* _Stated exercise_: Change "red shirt" to "blue jacket" in the records from the line containing "segment the red shirt" up to and including the line containing "200L17 200L18 197L21", and give those lines again with everything else unchanged.

[Collected data entries]
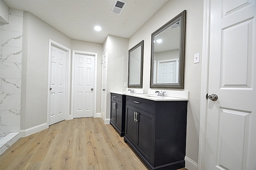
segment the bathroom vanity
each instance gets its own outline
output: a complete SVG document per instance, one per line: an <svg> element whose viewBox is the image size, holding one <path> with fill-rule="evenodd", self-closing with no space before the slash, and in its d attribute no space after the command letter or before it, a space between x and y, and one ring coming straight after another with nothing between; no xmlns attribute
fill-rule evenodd
<svg viewBox="0 0 256 170"><path fill-rule="evenodd" d="M126 96L122 92L111 93L110 124L120 136L124 135Z"/></svg>
<svg viewBox="0 0 256 170"><path fill-rule="evenodd" d="M124 140L149 169L185 167L188 100L126 94Z"/></svg>

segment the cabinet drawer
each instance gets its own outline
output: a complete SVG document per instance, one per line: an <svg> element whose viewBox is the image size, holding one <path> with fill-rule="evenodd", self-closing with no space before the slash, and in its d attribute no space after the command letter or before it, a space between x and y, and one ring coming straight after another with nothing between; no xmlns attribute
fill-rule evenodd
<svg viewBox="0 0 256 170"><path fill-rule="evenodd" d="M126 104L152 113L155 113L155 102L139 98L126 96Z"/></svg>
<svg viewBox="0 0 256 170"><path fill-rule="evenodd" d="M117 100L122 102L122 95L111 93L111 100Z"/></svg>

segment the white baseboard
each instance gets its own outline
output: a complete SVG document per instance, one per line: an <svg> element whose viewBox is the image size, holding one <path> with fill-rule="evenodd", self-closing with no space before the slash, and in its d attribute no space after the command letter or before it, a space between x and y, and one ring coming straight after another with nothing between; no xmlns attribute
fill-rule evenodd
<svg viewBox="0 0 256 170"><path fill-rule="evenodd" d="M105 119L105 124L109 124L110 122L110 118L108 119Z"/></svg>
<svg viewBox="0 0 256 170"><path fill-rule="evenodd" d="M96 113L96 115L95 115L95 117L101 117L101 113Z"/></svg>
<svg viewBox="0 0 256 170"><path fill-rule="evenodd" d="M22 137L26 137L40 131L46 129L49 127L47 123L42 124L25 130L21 130L20 133Z"/></svg>
<svg viewBox="0 0 256 170"><path fill-rule="evenodd" d="M0 155L20 137L20 133L11 133L0 140Z"/></svg>
<svg viewBox="0 0 256 170"><path fill-rule="evenodd" d="M186 168L189 170L197 170L198 165L197 163L187 156L185 156Z"/></svg>

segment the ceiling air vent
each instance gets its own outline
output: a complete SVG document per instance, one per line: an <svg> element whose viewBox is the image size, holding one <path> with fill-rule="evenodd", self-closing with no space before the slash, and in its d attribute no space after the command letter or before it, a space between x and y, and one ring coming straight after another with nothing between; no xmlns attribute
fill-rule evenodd
<svg viewBox="0 0 256 170"><path fill-rule="evenodd" d="M112 9L111 12L116 14L121 14L127 2L121 0L116 0Z"/></svg>

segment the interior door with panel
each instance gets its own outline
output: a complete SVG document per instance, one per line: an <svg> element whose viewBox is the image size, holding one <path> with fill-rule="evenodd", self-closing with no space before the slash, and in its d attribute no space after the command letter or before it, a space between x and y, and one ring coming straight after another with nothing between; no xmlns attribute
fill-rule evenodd
<svg viewBox="0 0 256 170"><path fill-rule="evenodd" d="M93 117L95 57L85 52L74 54L74 117Z"/></svg>
<svg viewBox="0 0 256 170"><path fill-rule="evenodd" d="M65 119L67 52L51 46L49 125Z"/></svg>
<svg viewBox="0 0 256 170"><path fill-rule="evenodd" d="M210 2L208 100L202 169L255 170L256 2Z"/></svg>

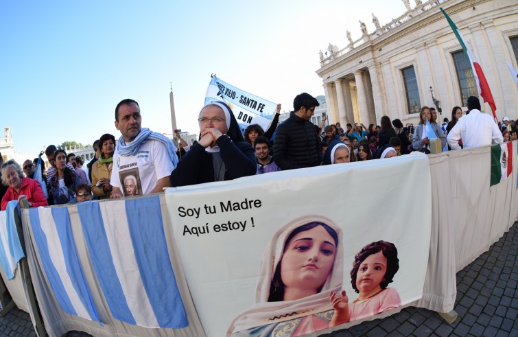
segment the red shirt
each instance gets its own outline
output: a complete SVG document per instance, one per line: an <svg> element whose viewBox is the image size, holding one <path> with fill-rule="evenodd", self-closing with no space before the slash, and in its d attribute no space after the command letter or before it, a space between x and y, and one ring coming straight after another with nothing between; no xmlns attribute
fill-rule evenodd
<svg viewBox="0 0 518 337"><path fill-rule="evenodd" d="M11 200L17 200L18 197L21 195L27 196L27 200L29 200L29 202L32 202L32 207L49 205L40 184L34 179L22 178L20 193L18 193L16 189L11 187L8 188L5 195L2 198L1 207L0 207L1 210L5 211L8 202Z"/></svg>

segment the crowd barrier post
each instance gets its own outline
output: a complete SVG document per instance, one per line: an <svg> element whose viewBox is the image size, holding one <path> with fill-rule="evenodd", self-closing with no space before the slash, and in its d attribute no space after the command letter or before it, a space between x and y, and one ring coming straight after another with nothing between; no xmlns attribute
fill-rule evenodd
<svg viewBox="0 0 518 337"><path fill-rule="evenodd" d="M14 307L14 301L11 299L3 280L0 277L0 316L5 316Z"/></svg>
<svg viewBox="0 0 518 337"><path fill-rule="evenodd" d="M23 196L20 199L20 207L23 209L29 209L29 201L27 200L27 197ZM23 277L23 288L27 296L27 304L32 312L34 313L34 329L36 334L40 337L47 336L45 327L43 326L43 319L40 312L40 308L38 306L38 303L36 299L36 293L34 292L34 288L32 286L32 279L31 278L31 273L29 271L29 264L27 262L27 251L25 250L25 240L23 237L23 229L21 225L21 218L20 218L20 213L15 212L14 220L16 223L16 230L18 231L18 237L20 238L20 243L21 244L22 248L23 249L23 253L25 255L25 257L23 257L20 260L20 272L21 276Z"/></svg>

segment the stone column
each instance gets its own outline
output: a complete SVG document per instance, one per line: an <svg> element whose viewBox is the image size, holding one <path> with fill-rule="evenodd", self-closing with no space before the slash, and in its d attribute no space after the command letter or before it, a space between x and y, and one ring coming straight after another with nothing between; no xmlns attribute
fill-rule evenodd
<svg viewBox="0 0 518 337"><path fill-rule="evenodd" d="M353 109L353 98L351 97L351 84L349 83L351 83L351 81L345 81L344 100L345 101L345 115L347 122L353 124L354 124L354 110Z"/></svg>
<svg viewBox="0 0 518 337"><path fill-rule="evenodd" d="M387 106L385 108L388 111L391 120L399 118L403 121L405 115L408 114L406 108L406 98L404 96L405 86L402 85L399 93L396 95L395 89L398 87L396 81L394 80L394 76L390 69L390 64L388 60L384 60L381 62L381 71L384 80L384 86L385 86L387 98ZM402 97L401 97L402 96ZM400 100L401 97L401 101Z"/></svg>
<svg viewBox="0 0 518 337"><path fill-rule="evenodd" d="M376 121L373 121L375 124L381 119L383 114L388 114L384 107L387 106L386 93L385 86L383 85L383 80L381 78L381 73L379 69L379 64L373 65L368 67L368 73L370 75L370 84L373 86L373 97L374 99L374 108L376 115ZM380 85L380 83L381 84Z"/></svg>
<svg viewBox="0 0 518 337"><path fill-rule="evenodd" d="M340 124L340 125L346 125L347 124L347 117L345 113L345 102L344 102L344 88L342 86L342 79L335 81L335 86L336 87L336 101L338 105Z"/></svg>
<svg viewBox="0 0 518 337"><path fill-rule="evenodd" d="M331 83L324 83L324 94L327 105L327 121L329 124L336 123L339 120L338 113L335 104L335 93Z"/></svg>
<svg viewBox="0 0 518 337"><path fill-rule="evenodd" d="M356 81L356 90L358 93L358 105L360 106L360 118L364 125L368 126L370 121L368 118L368 108L367 106L367 99L364 86L363 76L361 71L357 71L354 73L354 79Z"/></svg>

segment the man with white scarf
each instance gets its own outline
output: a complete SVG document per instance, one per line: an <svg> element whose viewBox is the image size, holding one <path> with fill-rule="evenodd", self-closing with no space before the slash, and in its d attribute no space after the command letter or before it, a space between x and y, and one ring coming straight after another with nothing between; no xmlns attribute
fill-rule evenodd
<svg viewBox="0 0 518 337"><path fill-rule="evenodd" d="M169 176L178 163L176 148L164 135L142 128L139 104L129 98L115 108L115 128L122 135L113 154L111 198L126 195L124 179L136 178L139 194L161 192L171 186Z"/></svg>

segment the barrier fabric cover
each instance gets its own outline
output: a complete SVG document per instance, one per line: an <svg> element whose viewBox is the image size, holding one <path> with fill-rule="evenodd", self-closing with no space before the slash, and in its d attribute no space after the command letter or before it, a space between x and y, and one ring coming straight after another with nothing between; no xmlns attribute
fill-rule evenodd
<svg viewBox="0 0 518 337"><path fill-rule="evenodd" d="M207 336L292 336L347 327L423 296L432 223L424 154L168 189L165 198ZM303 227L308 224L314 226ZM393 259L384 256L386 264L375 268L384 270L377 284L374 276L360 274L379 255L360 259L355 282L350 271L355 255L380 240L395 246L399 270L386 289L366 297L368 287L361 282L385 281L385 269L394 271ZM290 297L294 289L304 295ZM348 318L338 313L347 312L344 303L333 305L329 299L330 292L335 299L342 290Z"/></svg>
<svg viewBox="0 0 518 337"><path fill-rule="evenodd" d="M66 312L100 322L79 264L66 208L30 209L34 240L54 296Z"/></svg>
<svg viewBox="0 0 518 337"><path fill-rule="evenodd" d="M164 237L158 196L78 205L92 266L113 317L188 325Z"/></svg>
<svg viewBox="0 0 518 337"><path fill-rule="evenodd" d="M10 201L6 210L0 211L0 264L10 280L14 278L18 262L25 256L18 237L14 211L20 211L17 200Z"/></svg>

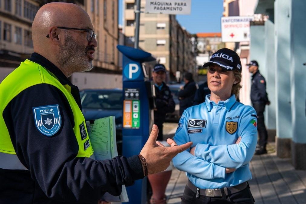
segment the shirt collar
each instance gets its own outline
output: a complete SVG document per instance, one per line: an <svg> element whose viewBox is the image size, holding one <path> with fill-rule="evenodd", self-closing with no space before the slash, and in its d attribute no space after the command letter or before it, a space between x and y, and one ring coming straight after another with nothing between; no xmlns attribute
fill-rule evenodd
<svg viewBox="0 0 306 204"><path fill-rule="evenodd" d="M257 71L255 72L255 73L252 75L252 78L253 78L255 76L259 73L259 70L257 70Z"/></svg>
<svg viewBox="0 0 306 204"><path fill-rule="evenodd" d="M82 105L80 96L79 88L74 86L66 77L61 70L46 58L38 53L34 52L32 54L31 57L29 59L32 61L39 64L49 71L51 72L57 78L59 82L63 85L68 85L71 87L70 90L71 94L74 98L80 109L82 110Z"/></svg>
<svg viewBox="0 0 306 204"><path fill-rule="evenodd" d="M205 103L206 104L206 107L209 112L210 112L212 109L214 105L216 105L216 103L212 101L211 101L210 98L210 94L207 95L205 99ZM230 110L232 107L236 102L236 96L234 94L233 94L230 97L225 101L219 101L218 103L223 103L224 104L225 108L228 111Z"/></svg>
<svg viewBox="0 0 306 204"><path fill-rule="evenodd" d="M70 82L65 75L57 67L46 58L35 52L33 53L29 59L32 62L39 64L52 72L57 77L61 83L63 85L68 84L72 87L76 87Z"/></svg>
<svg viewBox="0 0 306 204"><path fill-rule="evenodd" d="M160 85L159 85L157 83L155 83L154 84L157 88L158 88L159 91L162 90L162 87L164 86L164 83L162 83L162 84Z"/></svg>

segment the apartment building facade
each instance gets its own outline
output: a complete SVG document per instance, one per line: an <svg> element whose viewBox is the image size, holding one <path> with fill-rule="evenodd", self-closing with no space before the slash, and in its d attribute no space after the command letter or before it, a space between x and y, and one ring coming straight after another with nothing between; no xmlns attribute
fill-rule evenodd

* _Solution to this task_:
segment the blue jacket
each instance gets its own outline
output: a complete SVG document per instance, one per line: an <svg> element whose viewBox is the image size, holding one <path> with fill-rule="evenodd", self-closing with no space before the slash, and in its d attribute no space after the command letter or before it, a space between x and y, and one ring coming straight after another with nothing between; no xmlns attribute
fill-rule evenodd
<svg viewBox="0 0 518 337"><path fill-rule="evenodd" d="M11 200L17 200L18 197L21 195L27 196L27 200L29 200L29 202L32 202L32 207L49 205L40 184L34 179L22 178L20 193L18 193L16 189L11 187L8 188L5 195L2 198L1 207L0 207L1 210L5 211L8 202Z"/></svg>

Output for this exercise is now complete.